» **WORK REQUIRED**
Please render every line of the records below as a numbered list, leaving out any blank lines.

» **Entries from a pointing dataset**
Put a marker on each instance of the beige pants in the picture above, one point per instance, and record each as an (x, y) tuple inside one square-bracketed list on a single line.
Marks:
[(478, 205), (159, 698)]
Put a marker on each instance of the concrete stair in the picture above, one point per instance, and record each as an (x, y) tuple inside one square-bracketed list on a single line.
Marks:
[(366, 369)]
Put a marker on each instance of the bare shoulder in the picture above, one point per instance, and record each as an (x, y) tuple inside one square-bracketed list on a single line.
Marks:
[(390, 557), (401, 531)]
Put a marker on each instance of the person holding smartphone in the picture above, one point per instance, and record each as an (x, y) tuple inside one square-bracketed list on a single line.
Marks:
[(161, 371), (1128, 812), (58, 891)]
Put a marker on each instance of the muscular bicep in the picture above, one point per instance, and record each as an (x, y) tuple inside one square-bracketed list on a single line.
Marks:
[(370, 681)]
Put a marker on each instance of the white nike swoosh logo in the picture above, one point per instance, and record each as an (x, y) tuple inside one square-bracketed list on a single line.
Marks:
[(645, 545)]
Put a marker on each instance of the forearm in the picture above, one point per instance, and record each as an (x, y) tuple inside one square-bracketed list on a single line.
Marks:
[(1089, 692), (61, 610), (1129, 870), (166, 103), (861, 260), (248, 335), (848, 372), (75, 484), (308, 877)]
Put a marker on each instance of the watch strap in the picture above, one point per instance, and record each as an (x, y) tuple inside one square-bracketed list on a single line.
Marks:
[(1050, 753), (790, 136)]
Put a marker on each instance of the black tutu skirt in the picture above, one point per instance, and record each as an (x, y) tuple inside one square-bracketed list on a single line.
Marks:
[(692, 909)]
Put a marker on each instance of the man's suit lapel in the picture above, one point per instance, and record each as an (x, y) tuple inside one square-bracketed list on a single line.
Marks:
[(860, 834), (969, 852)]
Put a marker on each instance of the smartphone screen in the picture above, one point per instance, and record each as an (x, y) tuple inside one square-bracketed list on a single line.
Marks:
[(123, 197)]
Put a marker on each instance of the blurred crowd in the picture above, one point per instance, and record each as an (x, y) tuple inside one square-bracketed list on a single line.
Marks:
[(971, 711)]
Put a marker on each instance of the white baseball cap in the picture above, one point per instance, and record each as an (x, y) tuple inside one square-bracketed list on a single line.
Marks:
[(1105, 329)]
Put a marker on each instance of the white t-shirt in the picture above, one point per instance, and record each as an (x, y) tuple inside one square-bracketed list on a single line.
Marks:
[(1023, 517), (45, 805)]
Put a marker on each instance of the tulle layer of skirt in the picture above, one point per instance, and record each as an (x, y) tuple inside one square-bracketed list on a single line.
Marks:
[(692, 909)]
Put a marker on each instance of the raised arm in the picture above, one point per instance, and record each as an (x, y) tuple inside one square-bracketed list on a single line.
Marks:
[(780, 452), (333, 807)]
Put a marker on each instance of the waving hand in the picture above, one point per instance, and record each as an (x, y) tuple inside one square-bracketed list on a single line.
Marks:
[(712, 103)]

» **WORKED ANSWER**
1. Put a marker on each instance of the beige pants in the picture above, one point per instance, and record each as an (x, y) tuple inside one square-bracketed list on a single line.
2. Marks:
3. [(478, 205), (159, 698)]
4. Put a marker on each instance of the concrete stair in the picture above, one point per instance, and record each as an (x, y) tuple inside one square-bracketed list on a single line.
5. Marks:
6. [(366, 369)]
7. Put a marker on each instance of the bare shoulder in the picture above, one point per instance, and record each as an (x, y) tuple inside one square-bracketed list on a single line.
8. Marks:
9. [(390, 557), (401, 531)]
10. Put a marker on each instance of the person holding smartphone in the picture above, one point per instance, and record each as an (x, y) tuple inside one square-bracketed list on a single line.
11. Marks:
12. [(161, 371), (1128, 812), (58, 891)]
13. Put a marker on each instance of the muscular bicep in the picture above, one point per instance, and record each as an (x, y) tuple inside one square-bracketed list on a single line.
14. Marks:
15. [(370, 681)]
16. Put a marker on each instance of the white nike swoosh logo in the picture above, one point per instance, and record each as an (x, y) tuple inside one square-bracketed list on a single line.
17. Marks:
18. [(645, 545)]
19. Put a marker on each instance of the forearm in the picture above, one point per instance, and record each as an (x, y) tuple inside one square-bracketed list on a single line.
20. Marks:
21. [(1089, 692), (61, 610), (1129, 870), (166, 103), (861, 260), (248, 335), (848, 372), (75, 484), (308, 877)]
22. Put a marker on each instance of the watch strap in the picture above, one point per instance, and record each as an (x, y) tuple inside one square-bracketed list on a single line.
23. Marks:
24. [(1050, 753), (790, 136)]
25. Put a marker on each instance of the black tutu skirt in the picture above, one point per instance, and record each as an (x, y) tuple inside one square-bracketed list on a single line.
26. Marks:
27. [(692, 909)]
28. Put a marker on each instance of the man's suit lapel in the picture above, one point per instance, and record each as an (x, y) tuple inside one square-bracketed list on a single line.
29. Marks:
30. [(860, 834), (969, 852)]
31. Put a marker on each instance of the smartphone screen in the picture above, one point per instance, and record each as an (x, y) tuple inside one square-bracketed list on a single line.
32. Marks:
33. [(123, 197)]
34. Put a marker on each instance of the blurred crowd in the picture above, one point per instance, and record each as an (x, y) tuple inside one square-bracketed list on a single line.
35. Marks:
36. [(971, 711)]
37. Put a marker on each instance of the white baseball cap in the picture above, one point per instance, and record each as an (x, y) tuple inside one square-bracketed list on a single line.
38. Marks:
39. [(1105, 329)]
40. Put a marker on each instance of the white t-shirt in the picture above, one point per instance, and record each as an (x, y) tuple inside one square-bracketed list on a single line.
41. Marks:
42. [(1023, 517), (45, 805)]
43. Put a marker on each instance of the tulle layer of skirt in the picture above, one point per instance, and record each as an (x, y) tuple inside one square-bracketed list on a single line.
44. Marks:
45. [(692, 909)]
46. Put a marker on each instance of the raised arm in the picture above, one point per instance, and record each as an (x, y) tuple inside one square-bracketed list on a single line.
47. Marks:
48. [(780, 452), (333, 807)]
49. Put a marker on each instance of the waving hand in the picture above, one point per instance, and record each as an (x, y) tuple inside one square-bracketed list on a single line.
50. Marks:
51. [(712, 103)]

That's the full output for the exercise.